__Die Aufgabe__: Drucke aus dem Text über das Älterwerden den Teil Wort für Wort ab, der bei "Über Hundertjährige haben" anfängt und bei "ärztlich behandelt werden." aufhört.

__Ausgewählter Abschnitt__:
※
Wir werden immer älter – jedes Zweite in diesem Jahr geborene Mädchen wird über 100 Jahre alt werden. Und wenn die Babyboomer, also die zwischen 1955 und 1965 geborenen Menschen alt werden, so ab 2030, dann müssen wir Antworten haben auf die Frage, wie unsere Gesellschaft ein Altern in Würde gestaltet.
Über Hundertjährige haben weniger Krankheiten als 80- oder 90-jährige war eine der Thesen – das wage ich zu bezweifeln, denn die zugrunde gelegten Routinedaten von kooperierenden Krankenkassen waren nicht erstellt, um vorrangig die Krankheitslast zu dokumentieren, sondern sie dienen zur Legitimation der ärztlichen Arbeit. Weniger Diagnosen bei den uralten Menschen könnte also auch bedeuten, dass sie nicht mehr so oft untersucht und ärztlich behandelt werden.
※
__Inhalt der Einträge__:
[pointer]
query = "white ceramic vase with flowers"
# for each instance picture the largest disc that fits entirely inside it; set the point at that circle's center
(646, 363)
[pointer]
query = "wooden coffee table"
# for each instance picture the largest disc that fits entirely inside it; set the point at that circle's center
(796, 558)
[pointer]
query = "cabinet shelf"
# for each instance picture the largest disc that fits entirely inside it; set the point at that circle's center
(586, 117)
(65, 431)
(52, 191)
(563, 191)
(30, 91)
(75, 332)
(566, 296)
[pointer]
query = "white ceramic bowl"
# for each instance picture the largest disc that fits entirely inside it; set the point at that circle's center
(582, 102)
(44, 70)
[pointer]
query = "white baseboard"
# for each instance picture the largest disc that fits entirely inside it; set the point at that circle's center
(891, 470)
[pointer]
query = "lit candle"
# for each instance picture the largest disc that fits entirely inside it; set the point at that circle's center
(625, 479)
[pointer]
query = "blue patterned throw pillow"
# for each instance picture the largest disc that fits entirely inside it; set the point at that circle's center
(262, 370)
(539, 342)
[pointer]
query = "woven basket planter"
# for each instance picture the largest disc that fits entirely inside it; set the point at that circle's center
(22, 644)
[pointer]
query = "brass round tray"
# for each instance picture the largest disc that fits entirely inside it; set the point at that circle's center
※
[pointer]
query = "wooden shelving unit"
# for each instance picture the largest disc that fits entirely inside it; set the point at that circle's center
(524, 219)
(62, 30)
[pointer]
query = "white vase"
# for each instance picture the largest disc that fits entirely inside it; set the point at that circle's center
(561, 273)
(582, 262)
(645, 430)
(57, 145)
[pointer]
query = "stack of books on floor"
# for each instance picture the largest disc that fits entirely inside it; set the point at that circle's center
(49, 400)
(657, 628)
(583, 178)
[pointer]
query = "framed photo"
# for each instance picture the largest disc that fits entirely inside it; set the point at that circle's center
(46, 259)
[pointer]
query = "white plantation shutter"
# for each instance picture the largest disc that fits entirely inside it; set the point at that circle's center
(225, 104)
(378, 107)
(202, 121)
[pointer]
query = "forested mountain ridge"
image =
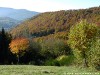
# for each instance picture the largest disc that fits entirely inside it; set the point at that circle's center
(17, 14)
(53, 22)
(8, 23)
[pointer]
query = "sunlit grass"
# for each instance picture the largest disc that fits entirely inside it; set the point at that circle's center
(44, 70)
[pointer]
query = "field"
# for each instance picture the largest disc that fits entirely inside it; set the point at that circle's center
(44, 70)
※
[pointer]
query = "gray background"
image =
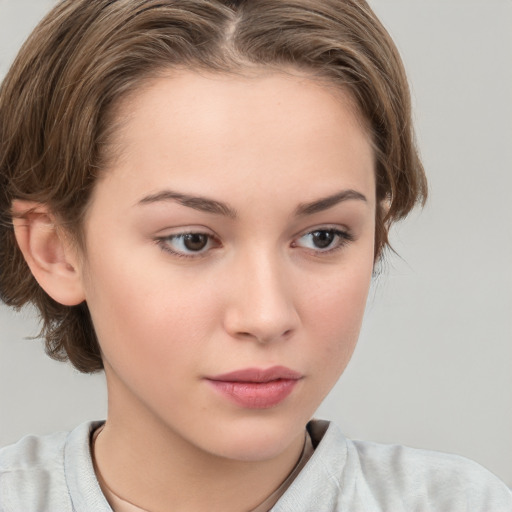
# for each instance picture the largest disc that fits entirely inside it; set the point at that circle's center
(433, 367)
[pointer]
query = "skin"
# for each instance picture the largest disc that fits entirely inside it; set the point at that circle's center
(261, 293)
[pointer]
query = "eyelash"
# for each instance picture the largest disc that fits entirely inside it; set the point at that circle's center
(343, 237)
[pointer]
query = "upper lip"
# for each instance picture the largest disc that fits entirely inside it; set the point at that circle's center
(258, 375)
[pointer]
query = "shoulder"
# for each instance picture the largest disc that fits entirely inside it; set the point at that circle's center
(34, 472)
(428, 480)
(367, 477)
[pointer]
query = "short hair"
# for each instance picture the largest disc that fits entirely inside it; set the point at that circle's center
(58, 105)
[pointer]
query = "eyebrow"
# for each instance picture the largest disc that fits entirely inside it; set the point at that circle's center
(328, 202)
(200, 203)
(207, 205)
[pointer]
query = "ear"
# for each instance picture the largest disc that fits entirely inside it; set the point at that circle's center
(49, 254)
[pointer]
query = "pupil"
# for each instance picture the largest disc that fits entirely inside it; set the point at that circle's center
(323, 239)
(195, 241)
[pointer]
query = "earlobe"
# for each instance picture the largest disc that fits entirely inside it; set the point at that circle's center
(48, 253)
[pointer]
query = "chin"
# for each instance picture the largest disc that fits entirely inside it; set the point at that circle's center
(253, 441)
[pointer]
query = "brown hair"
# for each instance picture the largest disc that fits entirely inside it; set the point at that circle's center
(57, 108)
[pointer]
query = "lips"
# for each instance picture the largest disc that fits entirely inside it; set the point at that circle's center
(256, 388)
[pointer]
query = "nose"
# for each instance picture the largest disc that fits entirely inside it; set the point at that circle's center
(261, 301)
※
__Deine Lösung__:
Über Hundertjährige haben weniger Krankheiten als 80- oder 90-jährige war eine der Thesen – das wage ich zu bezweifeln, denn die zugrunde gelegten Routinedaten von kooperierenden Krankenkassen waren nicht erstellt, um vorrangig die Krankheitslast zu dokumentieren, sondern sie dienen zur Legitimation der ärztlichen Arbeit. Weniger Diagnosen bei den uralten Menschen könnte also auch bedeuten, dass sie nicht mehr so oft untersucht und ärztlich behandelt werden.